Aim of the task » Reproduce verbatim the passage of the anomaly detection text that opens with the words containing "The ML anomaly" and closes with "day over day.".

Page extract »
---
First-use acronym expansions in this chapter: ML (machine learning), RCF (Random Cut Forest), RRCF (Robust Random Cut Forest — the online-learning variant used in MetaDefender NDR), DNS (Domain Name System), HTTP (Hypertext Transfer Protocol), TLS (Transport Layer Security), SNI (Server Name Indication), JA3 and JA3S (TLS client and server fingerprint hashes), NXDOMAIN (Non-Existent Domain DNS response), TTL (Time-to-Live), TCP (Transmission Control Protocol), SYN / ACK / FIN / PSH / RST (TCP control flags), IP (Internet Protocol), IOC (Indicator of Compromise), C2 (command-and-control), DGA (Domain Generation Algorithm), FIFO (first-in-first-out eviction), CIDR (Classless Inter-Domain Routing), UI (user interface), FRD (Functional Requirements Document), MVP (Minimum Viable Product), PostMVP (features deferred beyond MVP).

What It Is

The ML anomaly family is an unsupervised, streaming-first anomaly detector built on the Robust Random Cut Forest algorithm. The service maintains one independent RCF detector per event type — one for DNS, one for HTTP, one for Flow — and scores every merged event against the detector that matches its Suricata event type. Each detector is a forest of Random Cut Trees that partition a feature space with random cuts; events that settle into sparsely-populated regions of the forest receive a high anomaly score, events that cluster with many others receive a low score. The detector learns continuously: every event it scores also updates the forest, so the model's sense of "normal" tracks the network as it evolves day over day.
---
Items »
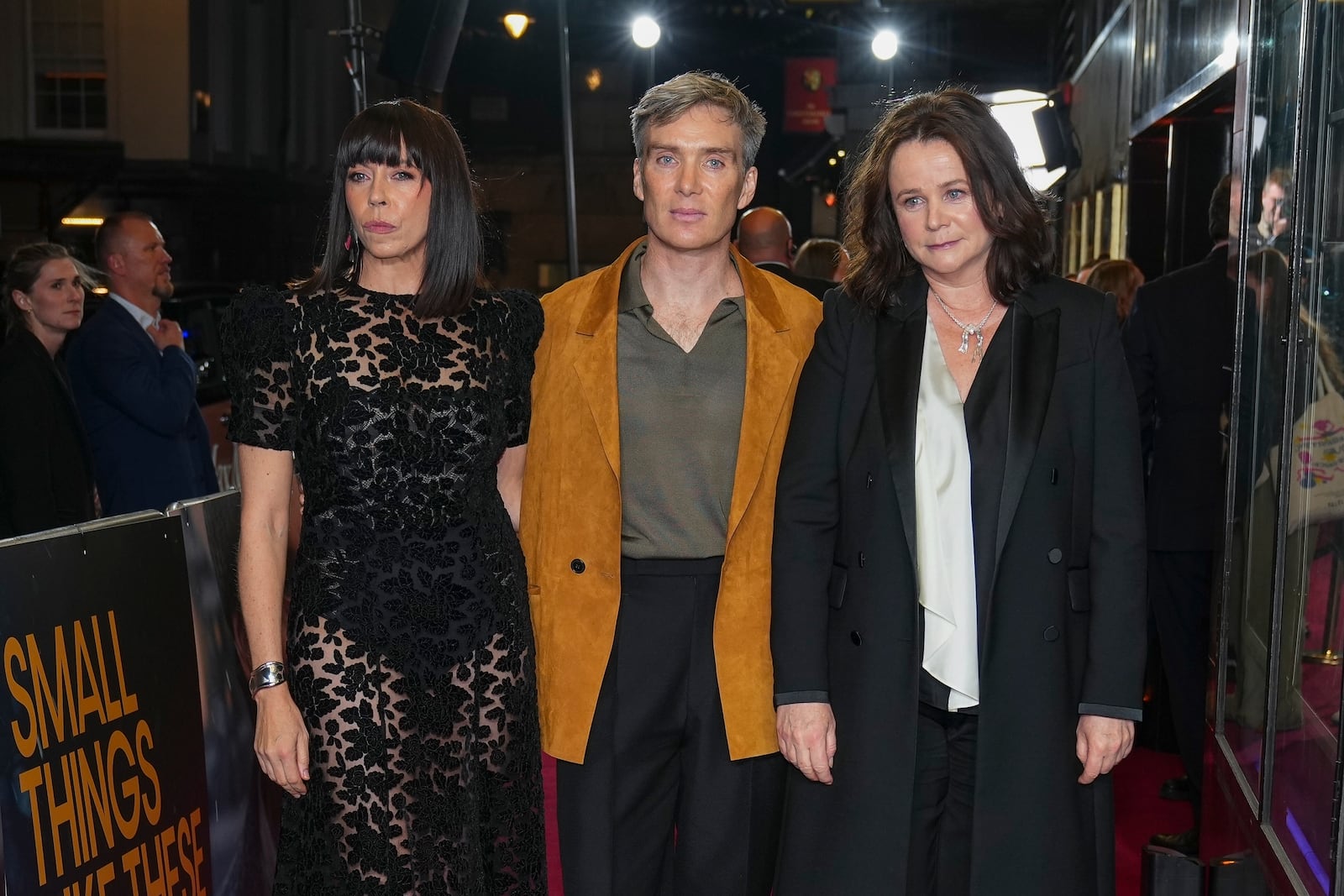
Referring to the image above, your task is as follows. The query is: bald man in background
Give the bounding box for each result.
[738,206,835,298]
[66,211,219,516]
---
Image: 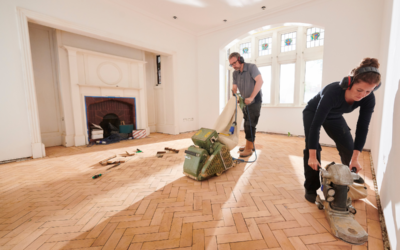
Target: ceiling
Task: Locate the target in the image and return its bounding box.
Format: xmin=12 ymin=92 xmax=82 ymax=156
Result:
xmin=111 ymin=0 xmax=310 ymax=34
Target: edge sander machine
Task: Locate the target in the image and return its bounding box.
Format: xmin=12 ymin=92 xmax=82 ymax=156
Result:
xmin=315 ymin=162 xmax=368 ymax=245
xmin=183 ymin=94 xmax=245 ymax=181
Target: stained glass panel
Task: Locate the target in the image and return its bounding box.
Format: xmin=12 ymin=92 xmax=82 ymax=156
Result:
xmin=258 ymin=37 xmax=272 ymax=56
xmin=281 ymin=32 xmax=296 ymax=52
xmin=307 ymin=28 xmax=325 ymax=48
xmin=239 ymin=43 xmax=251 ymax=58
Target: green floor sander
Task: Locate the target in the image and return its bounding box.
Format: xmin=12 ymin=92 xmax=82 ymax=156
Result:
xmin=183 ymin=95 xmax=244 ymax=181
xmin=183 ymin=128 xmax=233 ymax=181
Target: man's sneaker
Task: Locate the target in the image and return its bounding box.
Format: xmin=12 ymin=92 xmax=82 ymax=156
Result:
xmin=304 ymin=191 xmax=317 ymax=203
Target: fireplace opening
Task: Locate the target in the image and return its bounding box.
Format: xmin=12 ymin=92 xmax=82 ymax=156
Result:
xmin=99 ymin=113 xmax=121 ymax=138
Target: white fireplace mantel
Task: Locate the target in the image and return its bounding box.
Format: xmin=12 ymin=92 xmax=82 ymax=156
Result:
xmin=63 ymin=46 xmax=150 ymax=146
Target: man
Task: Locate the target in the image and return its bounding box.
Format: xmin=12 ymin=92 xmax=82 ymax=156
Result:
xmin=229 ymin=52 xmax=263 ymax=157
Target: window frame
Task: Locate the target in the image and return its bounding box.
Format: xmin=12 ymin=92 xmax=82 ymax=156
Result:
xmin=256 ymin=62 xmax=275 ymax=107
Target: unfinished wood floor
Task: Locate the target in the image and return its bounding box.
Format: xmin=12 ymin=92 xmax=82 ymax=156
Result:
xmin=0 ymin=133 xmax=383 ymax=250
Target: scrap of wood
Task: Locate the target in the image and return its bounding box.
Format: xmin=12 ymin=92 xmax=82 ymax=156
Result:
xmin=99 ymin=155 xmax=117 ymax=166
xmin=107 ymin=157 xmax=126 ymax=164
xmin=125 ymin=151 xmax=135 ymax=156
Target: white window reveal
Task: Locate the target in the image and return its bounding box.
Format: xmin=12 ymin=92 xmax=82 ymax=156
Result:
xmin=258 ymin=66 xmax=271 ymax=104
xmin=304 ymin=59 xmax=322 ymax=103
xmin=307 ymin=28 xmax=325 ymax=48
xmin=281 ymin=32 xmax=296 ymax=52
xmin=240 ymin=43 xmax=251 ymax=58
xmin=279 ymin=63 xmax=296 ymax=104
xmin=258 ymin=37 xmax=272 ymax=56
---
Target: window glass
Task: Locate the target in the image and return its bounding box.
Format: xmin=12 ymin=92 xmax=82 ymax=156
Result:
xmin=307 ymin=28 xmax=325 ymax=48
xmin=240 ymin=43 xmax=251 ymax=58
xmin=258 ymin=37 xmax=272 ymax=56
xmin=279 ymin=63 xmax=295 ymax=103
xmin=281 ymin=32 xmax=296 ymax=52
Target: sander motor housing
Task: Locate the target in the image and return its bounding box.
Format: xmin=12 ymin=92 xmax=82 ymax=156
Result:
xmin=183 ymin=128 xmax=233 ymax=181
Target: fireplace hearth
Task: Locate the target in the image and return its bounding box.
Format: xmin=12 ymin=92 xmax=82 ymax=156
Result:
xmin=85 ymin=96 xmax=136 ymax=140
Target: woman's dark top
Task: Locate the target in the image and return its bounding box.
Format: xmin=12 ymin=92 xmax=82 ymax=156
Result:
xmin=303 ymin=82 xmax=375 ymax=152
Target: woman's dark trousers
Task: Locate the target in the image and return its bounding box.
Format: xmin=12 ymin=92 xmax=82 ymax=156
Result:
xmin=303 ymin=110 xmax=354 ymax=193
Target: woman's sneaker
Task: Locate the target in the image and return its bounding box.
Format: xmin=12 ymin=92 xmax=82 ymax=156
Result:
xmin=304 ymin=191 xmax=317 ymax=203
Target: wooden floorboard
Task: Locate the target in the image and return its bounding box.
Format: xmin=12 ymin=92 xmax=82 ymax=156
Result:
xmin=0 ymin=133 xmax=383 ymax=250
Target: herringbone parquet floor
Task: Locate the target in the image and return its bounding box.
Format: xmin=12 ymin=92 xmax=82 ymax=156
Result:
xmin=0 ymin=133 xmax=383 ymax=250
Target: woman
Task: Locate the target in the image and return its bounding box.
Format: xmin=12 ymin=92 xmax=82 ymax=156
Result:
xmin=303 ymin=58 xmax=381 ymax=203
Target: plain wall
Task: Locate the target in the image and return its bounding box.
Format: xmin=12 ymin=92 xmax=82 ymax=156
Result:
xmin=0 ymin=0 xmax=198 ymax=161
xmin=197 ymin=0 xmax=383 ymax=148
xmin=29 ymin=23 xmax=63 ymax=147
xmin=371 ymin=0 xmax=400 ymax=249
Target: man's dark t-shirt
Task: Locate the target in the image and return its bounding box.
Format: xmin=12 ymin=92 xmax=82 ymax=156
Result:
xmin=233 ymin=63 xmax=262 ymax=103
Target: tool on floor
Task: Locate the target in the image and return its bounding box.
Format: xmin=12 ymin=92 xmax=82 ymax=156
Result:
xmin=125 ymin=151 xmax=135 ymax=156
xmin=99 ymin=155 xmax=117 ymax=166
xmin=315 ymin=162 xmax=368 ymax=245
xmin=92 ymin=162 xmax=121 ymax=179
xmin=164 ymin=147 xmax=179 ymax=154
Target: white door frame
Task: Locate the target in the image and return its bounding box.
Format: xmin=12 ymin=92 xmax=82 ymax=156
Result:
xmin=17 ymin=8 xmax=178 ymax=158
---
Result for this task »
The ML anomaly family is an unsupervised, streaming-first anomaly detector built on the Robust Random Cut Forest algorithm. The service maintains one independent RCF detector per event type — one for DNS, one for HTTP, one for Flow — and scores every merged event against the detector that matches its Suricata event type. Each detector is a forest of Random Cut Trees that partition a feature space with random cuts; events that settle into sparsely-populated regions of the forest receive a high anomaly score, events that cluster with many others receive a low score. The detector learns continuously: every event it scores also updates the forest, so the model's sense of "normal" tracks the network as it evolves day over day.